TASK OBJECTIVE: Give a verbatim repeat of the lines that run from the line containing "Find the llama's" to the end of the data below.

Records from a point labeling set:
[start]

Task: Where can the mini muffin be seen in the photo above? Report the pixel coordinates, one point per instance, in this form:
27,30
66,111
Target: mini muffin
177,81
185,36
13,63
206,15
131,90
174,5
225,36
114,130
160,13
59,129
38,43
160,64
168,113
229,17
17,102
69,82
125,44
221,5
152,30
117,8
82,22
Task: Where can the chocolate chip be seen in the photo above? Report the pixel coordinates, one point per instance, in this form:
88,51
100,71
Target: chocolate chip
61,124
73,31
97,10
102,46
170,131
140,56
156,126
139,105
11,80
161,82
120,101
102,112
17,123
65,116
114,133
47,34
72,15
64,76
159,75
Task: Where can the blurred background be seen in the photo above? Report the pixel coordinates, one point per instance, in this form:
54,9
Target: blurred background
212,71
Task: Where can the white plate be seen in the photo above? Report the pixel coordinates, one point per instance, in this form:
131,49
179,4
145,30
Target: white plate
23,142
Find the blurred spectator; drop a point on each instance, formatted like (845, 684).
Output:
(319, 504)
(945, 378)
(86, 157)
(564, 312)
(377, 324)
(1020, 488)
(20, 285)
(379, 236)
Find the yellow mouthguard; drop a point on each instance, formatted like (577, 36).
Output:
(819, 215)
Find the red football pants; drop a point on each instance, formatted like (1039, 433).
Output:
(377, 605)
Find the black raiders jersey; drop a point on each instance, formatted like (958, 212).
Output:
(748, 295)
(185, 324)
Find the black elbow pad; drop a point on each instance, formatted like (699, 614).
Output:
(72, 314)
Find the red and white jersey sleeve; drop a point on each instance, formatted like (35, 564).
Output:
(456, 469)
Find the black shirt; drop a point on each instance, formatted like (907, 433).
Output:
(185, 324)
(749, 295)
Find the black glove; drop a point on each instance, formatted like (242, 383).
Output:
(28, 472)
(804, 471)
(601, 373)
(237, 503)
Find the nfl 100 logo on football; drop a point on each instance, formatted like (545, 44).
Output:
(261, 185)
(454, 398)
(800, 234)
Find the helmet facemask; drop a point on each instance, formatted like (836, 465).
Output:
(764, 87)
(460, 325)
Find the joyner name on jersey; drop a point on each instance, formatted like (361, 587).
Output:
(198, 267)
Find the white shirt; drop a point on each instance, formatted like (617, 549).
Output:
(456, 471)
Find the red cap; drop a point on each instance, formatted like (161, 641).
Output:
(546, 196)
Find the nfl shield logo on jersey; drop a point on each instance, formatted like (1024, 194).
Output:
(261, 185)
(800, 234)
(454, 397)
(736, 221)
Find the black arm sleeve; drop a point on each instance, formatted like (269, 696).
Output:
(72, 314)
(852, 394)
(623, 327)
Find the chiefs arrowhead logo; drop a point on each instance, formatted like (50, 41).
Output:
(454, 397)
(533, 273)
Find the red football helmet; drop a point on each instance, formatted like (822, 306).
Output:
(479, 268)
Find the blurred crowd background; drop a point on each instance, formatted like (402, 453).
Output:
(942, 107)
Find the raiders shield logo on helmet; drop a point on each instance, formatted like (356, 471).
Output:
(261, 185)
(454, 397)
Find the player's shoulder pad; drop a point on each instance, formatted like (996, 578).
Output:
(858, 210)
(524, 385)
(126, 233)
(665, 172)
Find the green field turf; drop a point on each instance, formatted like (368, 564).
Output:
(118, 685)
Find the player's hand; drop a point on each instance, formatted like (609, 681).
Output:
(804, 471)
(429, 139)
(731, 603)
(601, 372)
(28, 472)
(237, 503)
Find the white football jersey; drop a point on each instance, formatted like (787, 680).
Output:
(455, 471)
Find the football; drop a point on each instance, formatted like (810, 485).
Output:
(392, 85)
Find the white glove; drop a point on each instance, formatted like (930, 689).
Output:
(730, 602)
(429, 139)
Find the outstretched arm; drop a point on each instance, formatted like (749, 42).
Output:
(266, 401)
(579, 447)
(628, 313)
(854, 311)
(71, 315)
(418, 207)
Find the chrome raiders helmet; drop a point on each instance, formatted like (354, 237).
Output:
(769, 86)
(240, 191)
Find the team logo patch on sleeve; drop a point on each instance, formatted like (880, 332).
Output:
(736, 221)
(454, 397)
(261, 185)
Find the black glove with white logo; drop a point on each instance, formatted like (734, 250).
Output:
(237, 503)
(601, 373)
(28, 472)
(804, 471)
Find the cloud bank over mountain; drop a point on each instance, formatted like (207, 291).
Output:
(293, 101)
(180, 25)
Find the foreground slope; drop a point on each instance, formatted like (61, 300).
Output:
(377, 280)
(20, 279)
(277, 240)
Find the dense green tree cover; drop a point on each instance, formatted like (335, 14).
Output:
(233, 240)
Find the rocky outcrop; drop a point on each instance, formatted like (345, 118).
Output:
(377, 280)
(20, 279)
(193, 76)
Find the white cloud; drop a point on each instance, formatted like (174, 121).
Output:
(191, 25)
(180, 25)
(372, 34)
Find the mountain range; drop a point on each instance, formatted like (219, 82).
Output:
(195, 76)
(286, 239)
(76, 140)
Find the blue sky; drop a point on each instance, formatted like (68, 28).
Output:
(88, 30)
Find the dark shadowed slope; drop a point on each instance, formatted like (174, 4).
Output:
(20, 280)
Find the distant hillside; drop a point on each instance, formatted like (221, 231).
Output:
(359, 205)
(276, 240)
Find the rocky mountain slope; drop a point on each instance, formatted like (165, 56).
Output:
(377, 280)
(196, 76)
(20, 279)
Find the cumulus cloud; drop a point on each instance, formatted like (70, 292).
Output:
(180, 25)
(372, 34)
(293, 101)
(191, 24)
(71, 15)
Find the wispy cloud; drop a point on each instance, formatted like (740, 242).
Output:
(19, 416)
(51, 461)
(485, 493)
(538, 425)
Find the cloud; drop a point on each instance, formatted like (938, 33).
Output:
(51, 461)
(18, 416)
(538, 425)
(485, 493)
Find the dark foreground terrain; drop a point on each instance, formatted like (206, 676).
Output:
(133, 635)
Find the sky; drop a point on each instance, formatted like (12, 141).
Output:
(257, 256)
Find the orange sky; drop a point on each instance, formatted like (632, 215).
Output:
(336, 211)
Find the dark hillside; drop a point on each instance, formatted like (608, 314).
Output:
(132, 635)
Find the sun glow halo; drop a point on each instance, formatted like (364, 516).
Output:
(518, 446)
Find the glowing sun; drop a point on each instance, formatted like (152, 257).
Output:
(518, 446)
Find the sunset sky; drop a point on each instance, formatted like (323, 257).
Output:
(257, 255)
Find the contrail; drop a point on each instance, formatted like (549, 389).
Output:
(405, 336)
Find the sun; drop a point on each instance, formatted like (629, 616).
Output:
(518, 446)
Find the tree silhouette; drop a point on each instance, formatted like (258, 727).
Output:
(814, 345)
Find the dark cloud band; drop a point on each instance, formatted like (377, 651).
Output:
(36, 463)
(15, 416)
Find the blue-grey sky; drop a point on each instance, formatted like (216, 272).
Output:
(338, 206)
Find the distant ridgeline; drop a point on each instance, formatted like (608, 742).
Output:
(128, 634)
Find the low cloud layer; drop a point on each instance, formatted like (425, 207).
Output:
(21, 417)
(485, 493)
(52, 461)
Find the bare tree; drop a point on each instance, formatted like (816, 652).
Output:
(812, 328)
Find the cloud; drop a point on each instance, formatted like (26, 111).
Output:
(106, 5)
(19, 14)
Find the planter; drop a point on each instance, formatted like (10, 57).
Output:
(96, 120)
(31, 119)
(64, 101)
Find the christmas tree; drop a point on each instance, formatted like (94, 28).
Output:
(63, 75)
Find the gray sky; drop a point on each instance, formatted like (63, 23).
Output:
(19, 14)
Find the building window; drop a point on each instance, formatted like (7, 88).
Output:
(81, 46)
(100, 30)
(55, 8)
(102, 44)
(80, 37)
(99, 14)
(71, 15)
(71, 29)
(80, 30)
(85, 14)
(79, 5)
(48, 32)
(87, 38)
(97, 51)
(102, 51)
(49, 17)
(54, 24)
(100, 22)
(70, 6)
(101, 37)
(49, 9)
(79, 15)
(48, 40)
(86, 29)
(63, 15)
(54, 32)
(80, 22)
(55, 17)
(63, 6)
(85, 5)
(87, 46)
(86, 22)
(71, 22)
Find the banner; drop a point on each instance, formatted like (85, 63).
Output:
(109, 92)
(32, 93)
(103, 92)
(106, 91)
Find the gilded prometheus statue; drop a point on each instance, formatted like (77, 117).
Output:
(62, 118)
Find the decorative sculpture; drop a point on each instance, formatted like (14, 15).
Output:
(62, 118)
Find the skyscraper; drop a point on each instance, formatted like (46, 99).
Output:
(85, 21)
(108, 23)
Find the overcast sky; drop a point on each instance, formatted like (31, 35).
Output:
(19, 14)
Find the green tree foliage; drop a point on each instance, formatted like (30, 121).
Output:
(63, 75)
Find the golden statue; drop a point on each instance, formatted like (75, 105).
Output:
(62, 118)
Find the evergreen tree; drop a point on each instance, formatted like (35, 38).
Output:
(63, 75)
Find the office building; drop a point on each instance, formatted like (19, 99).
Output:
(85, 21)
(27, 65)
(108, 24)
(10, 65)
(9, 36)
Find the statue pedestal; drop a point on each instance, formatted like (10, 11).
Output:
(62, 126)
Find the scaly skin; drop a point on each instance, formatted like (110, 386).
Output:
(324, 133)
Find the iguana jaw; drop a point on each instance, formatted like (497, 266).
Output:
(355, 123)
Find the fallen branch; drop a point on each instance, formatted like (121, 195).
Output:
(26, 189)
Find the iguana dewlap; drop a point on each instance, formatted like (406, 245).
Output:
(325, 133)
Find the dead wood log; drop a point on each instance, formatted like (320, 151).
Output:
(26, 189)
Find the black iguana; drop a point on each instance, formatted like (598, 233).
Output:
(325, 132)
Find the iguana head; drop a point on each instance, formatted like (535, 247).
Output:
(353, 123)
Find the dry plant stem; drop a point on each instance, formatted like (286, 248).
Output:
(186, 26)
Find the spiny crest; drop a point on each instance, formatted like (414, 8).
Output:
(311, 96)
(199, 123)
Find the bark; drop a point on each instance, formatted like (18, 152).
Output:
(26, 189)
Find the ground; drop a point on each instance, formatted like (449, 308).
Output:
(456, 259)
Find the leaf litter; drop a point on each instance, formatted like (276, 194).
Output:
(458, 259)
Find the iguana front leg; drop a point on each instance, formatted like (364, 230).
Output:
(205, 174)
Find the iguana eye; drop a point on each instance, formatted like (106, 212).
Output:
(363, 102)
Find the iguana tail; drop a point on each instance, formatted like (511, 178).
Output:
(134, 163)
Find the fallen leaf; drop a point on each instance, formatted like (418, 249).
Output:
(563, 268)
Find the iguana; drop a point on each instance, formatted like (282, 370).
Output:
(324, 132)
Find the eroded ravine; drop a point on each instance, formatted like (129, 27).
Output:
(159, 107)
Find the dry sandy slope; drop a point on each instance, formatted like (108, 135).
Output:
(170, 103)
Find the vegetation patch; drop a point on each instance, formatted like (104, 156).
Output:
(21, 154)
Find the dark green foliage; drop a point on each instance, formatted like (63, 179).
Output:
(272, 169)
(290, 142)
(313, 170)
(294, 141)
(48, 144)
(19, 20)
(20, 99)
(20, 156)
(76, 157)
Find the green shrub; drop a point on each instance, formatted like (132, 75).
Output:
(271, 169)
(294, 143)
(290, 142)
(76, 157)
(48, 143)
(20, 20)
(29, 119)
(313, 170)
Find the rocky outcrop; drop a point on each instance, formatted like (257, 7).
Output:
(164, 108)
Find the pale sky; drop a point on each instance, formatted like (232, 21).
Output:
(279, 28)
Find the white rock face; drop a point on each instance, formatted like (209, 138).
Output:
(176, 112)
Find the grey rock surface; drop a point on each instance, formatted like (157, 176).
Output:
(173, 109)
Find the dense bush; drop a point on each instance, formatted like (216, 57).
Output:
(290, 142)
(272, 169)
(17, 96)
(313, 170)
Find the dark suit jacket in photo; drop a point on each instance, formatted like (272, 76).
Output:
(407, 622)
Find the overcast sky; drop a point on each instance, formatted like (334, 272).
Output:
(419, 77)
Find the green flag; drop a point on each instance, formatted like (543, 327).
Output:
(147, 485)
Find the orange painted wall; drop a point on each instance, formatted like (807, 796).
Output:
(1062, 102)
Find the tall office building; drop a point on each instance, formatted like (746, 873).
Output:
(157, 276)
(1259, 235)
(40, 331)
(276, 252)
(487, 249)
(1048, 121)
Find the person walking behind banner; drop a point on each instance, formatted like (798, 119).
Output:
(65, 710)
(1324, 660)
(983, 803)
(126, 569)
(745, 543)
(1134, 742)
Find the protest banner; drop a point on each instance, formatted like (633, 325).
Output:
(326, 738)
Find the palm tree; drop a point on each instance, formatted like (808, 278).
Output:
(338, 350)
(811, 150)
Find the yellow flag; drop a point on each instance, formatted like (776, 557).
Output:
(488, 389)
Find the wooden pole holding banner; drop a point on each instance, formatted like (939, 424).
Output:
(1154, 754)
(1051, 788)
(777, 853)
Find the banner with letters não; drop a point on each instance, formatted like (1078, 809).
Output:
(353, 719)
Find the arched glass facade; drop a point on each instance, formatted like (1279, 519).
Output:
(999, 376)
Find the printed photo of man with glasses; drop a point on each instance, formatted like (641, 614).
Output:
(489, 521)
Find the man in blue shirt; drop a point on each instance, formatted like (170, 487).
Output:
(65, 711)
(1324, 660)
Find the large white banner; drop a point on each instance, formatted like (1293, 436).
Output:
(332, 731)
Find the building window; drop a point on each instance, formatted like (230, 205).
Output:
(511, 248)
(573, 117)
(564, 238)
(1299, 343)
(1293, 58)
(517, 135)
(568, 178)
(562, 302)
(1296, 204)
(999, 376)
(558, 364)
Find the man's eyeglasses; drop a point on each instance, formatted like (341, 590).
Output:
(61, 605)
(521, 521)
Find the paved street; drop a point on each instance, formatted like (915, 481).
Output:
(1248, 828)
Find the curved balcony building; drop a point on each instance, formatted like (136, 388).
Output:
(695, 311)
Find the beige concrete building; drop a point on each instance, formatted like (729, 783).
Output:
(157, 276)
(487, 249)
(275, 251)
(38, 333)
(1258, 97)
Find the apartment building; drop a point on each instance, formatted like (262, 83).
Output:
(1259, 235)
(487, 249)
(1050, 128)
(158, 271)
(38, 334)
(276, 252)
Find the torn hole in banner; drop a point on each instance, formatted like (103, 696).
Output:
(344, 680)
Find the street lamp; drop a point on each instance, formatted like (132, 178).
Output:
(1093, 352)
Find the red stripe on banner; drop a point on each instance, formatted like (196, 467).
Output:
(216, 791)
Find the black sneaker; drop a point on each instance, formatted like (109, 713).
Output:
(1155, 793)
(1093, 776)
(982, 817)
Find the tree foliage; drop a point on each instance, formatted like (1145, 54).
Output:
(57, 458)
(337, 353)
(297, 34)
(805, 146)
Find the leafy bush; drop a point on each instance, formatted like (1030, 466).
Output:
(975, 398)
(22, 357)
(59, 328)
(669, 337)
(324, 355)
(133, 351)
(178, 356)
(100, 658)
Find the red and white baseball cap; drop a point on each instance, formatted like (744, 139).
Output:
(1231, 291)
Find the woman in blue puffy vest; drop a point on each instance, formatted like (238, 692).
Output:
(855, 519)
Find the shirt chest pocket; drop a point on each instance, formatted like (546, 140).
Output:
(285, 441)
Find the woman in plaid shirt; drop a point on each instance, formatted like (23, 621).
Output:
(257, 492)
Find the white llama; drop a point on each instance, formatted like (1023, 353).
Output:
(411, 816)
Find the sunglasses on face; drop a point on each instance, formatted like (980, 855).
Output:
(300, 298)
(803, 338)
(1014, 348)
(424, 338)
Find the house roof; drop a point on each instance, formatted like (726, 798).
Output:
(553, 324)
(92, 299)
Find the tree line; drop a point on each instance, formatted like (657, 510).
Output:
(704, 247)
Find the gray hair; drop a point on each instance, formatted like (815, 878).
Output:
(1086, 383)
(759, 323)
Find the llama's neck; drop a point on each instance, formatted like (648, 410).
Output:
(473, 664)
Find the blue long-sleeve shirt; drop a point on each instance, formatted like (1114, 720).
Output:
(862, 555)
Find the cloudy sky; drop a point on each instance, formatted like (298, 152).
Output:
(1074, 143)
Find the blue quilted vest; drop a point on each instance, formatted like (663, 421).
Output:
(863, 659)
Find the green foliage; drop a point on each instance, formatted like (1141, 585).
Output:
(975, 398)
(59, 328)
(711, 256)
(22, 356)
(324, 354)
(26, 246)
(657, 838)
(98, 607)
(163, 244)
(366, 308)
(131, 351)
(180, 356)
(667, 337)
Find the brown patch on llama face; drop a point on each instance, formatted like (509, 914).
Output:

[end]

SOLUTION TO THE EXERCISE:
Find the llama's neck; drop a point on each instance, formatted like (648, 410).
Output:
(473, 664)
Find the blue long-sleeve shirt; drop a point on each instance, formatted like (1114, 720).
Output:
(862, 555)
Find the cloudy sky; drop a point on each instance, formatted like (298, 152).
Output:
(1074, 143)
Find the blue quilted vest; drop a point on each instance, formatted like (663, 421).
Output:
(863, 659)
Find the green foliage; drop a point on each instance, formatted like (1141, 585).
Output:
(975, 398)
(59, 328)
(711, 256)
(22, 356)
(324, 354)
(26, 246)
(657, 838)
(98, 607)
(163, 244)
(366, 308)
(131, 351)
(180, 356)
(667, 337)
Find the brown patch on llama face; drop a point on each instance, formatted like (509, 914).
Output:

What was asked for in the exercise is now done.